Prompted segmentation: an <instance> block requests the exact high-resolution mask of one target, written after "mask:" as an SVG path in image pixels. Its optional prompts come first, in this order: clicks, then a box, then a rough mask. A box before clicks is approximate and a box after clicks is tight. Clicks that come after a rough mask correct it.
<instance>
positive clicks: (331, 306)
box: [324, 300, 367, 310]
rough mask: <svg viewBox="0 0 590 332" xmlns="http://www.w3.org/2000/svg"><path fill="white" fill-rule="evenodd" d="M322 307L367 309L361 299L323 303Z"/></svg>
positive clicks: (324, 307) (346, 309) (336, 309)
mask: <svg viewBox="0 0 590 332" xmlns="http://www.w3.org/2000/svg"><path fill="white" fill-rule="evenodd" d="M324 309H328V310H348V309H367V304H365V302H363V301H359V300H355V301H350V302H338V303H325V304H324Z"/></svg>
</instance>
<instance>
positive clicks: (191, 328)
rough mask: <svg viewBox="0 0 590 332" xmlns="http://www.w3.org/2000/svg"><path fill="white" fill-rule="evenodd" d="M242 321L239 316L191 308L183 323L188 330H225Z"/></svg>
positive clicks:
-----
#### WHAT YOU SHOULD DO:
Rewrite all the items above, changing every "rough mask" to "coarse mask" and leaving everything else as it is.

#### SOLVED EXERCISE:
Prompted segmentation: an <instance> block requests the exact high-resolution mask of one target, written after "mask:" as an SVG path in image pixels. Its optional prompts come first, in this order: clicks, then a box, then a coarse mask. A box before clicks is approximate and a box after clicks is tight. Clicks that come after a coarse mask correct it.
<instance>
positive clicks: (331, 306)
box: [324, 300, 367, 310]
coarse mask: <svg viewBox="0 0 590 332" xmlns="http://www.w3.org/2000/svg"><path fill="white" fill-rule="evenodd" d="M322 307L367 309L361 299L323 303Z"/></svg>
positive clicks: (324, 307) (346, 309) (336, 309)
mask: <svg viewBox="0 0 590 332" xmlns="http://www.w3.org/2000/svg"><path fill="white" fill-rule="evenodd" d="M324 309H328V310H348V309H367V304H365V302H363V301H359V300H355V301H350V302H338V303H325V304H324Z"/></svg>
</instance>
<instance>
positive clicks: (191, 328)
coarse mask: <svg viewBox="0 0 590 332" xmlns="http://www.w3.org/2000/svg"><path fill="white" fill-rule="evenodd" d="M242 321L239 316L191 308L183 323L188 330H225Z"/></svg>
positive clicks:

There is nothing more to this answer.